## START Document

2006-06-22 Thread qqqq
Title: RE: sudden deluge of university spams



  There's a reason. The amount of permutations is 
ridiculous.  But SARE has   Evilnumbers which catches these.  
 Except that evilnumbers hasn't been updated in over 
a year :-)  People used to post new numbers to this list for SARE to add. They 
stopped. We only have so many spam traps :)

Here's my contribution..


body BRIAN_PHONE_NUMBERS 
/8.?1.?6.?8.?1.?7.?0.?9.?1.?7|2.?0.?6.?3.?5.?0.?3.?7.?3.?7|2.?0.?6.?9.?8.?4.?2.?3.?2.?7|2.?0.?6.?3.?3.?3.?0.?0.?5.?1|2.?0.?6.?9.?8.?4.?0.?1.?0.?6|3.?3.?8.?3.?5.?7.?9|2.?0.?6.?3.?3.?8.?6.?0.?6.?1|2.?0.?6.?2.?0.?2.?2.?0.?3.?3|2.?0.?6.?3.?3.?7.?1.?8.?8.?3|2.?0.?6.?3.?3.?8.?3.?5.?7.?9|9.?2.?8.?.?4.?9.?6.?2.?8.?0.?5|2.?0.?6.?3.?0.?9.?0.?6.?7.?3|2.?0.?6.?3.?5.?0.?4.?7.?8.?5|2.?0.?6.?3.?5.?0.?6.?4.?0.?4|2.?0.?6.?9.?8.?4.?1.?7.?0.?5|2.?0.?6.?3.?3.?7.?1.?9.?6.?8|2.?0.?6.?9.?8.?4.?0.?8.?3.?3|2.?0.?6.?2.?0.?2.?1.?6.?4.?1|2.?0.?6.?6.?6.?6.?5.?5.?1.?0|9.?0.?4.?2.?1.?2.?0.?0.?9.?3|2.?0.?6.?3.?3.?9.?6.?2.?8.?5|2.?0.?8.?3.?3.?0.?0.?0.?9.?3|2.?0.?8.?4.?7.?4.?3.?6.?0.?3|3.?0.?9.?4.?0.?4.?.?7.?7.?8.?1|4.?8.?4.?6.?9.?3.?8.?8.?6.?1|2.?0.?6.?6.?0.?0.?7.?9.?0.?4|2.?1.?5.?6.?8.?9.?7.?3.?7.?9/describe 
BRIAN_PHONE_NUMBERS Phone number or address pulled 
from spamscore 
BRIAN_PHONE_NUMBERS 
3.5


Re: sudden deluge of university spams

2006-06-22 Thread Sandy S

- Original Message - 
From: Ramprasad [EMAIL PROTECTED]
To: Chris Santerre [EMAIL PROTECTED]
Cc: users@spamassassin.apache.org
Sent: Thursday, June 22, 2006 10:46 AM
Subject: RE: sudden deluge of university spams



  There's a reason. The amount of permutations is ridiculous. But SARE
  has Evilnumbers which catches these.

## END Document
## START Entries shown

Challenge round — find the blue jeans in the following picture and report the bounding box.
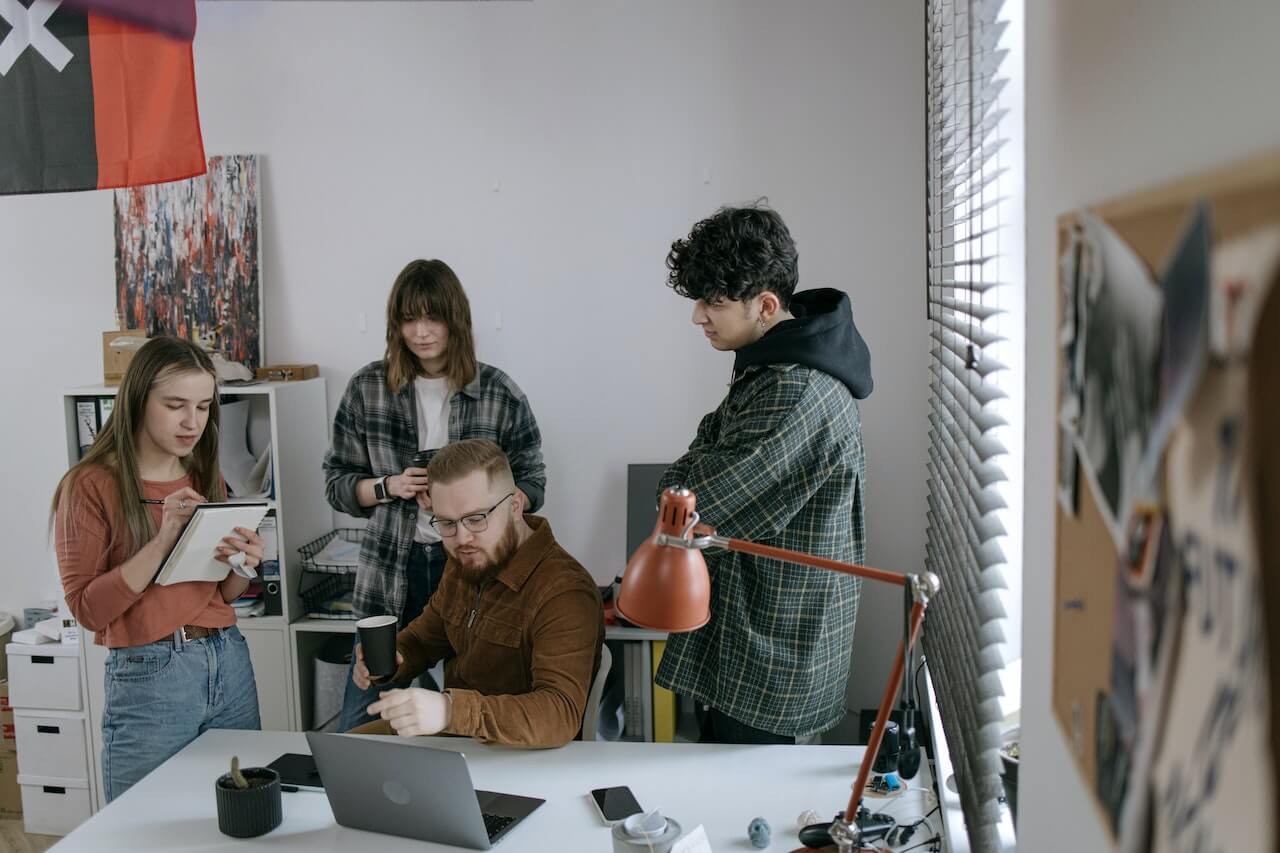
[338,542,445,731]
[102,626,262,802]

## END Entries shown
## START Entries shown

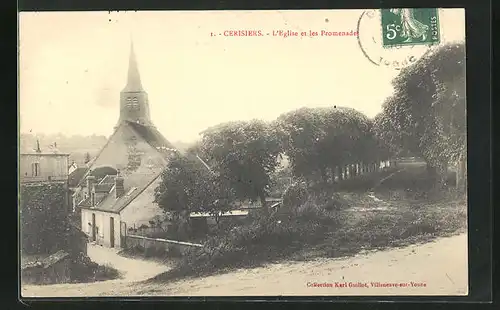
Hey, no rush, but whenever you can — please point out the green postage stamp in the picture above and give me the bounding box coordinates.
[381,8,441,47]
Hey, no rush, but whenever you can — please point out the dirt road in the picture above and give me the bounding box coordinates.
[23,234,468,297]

## END Entries shown
## START Entries shown

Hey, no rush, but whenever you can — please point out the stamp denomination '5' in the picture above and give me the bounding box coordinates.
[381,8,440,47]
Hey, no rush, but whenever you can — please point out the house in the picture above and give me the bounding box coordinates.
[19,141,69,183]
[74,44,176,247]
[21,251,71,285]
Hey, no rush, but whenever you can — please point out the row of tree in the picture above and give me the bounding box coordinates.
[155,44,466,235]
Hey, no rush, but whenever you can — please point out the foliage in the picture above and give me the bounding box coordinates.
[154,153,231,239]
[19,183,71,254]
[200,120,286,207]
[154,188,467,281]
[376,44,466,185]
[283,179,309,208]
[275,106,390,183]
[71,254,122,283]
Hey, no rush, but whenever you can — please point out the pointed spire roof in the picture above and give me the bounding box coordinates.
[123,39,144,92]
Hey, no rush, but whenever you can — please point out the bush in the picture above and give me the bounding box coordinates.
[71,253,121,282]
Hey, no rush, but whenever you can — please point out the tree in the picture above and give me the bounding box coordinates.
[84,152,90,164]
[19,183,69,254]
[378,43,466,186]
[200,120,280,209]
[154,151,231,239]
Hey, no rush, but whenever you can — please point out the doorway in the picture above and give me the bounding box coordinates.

## END Entries shown

## Written problem A:
Decide whether each statement agrees with the thread. For each, answer yes or no and quote the words of the thread that decide it. (i) Evilnumbers has been updated within the past year. (ii) People used to post new numbers to the list for SARE to add. (iii) The number of permutations is described as small.
## Written problem B:
Which address is copied on the original message quoted in the thread?

## Complete answer A:
(i) No: "evilnumbers hasn't been updated in over a year"
(ii) Yes: "People used to post new numbers to this list for SARE to add."
(iii) No: "The amount of permutations is ridiculous."

## Complete answer B:
users@spamassassin.apache.org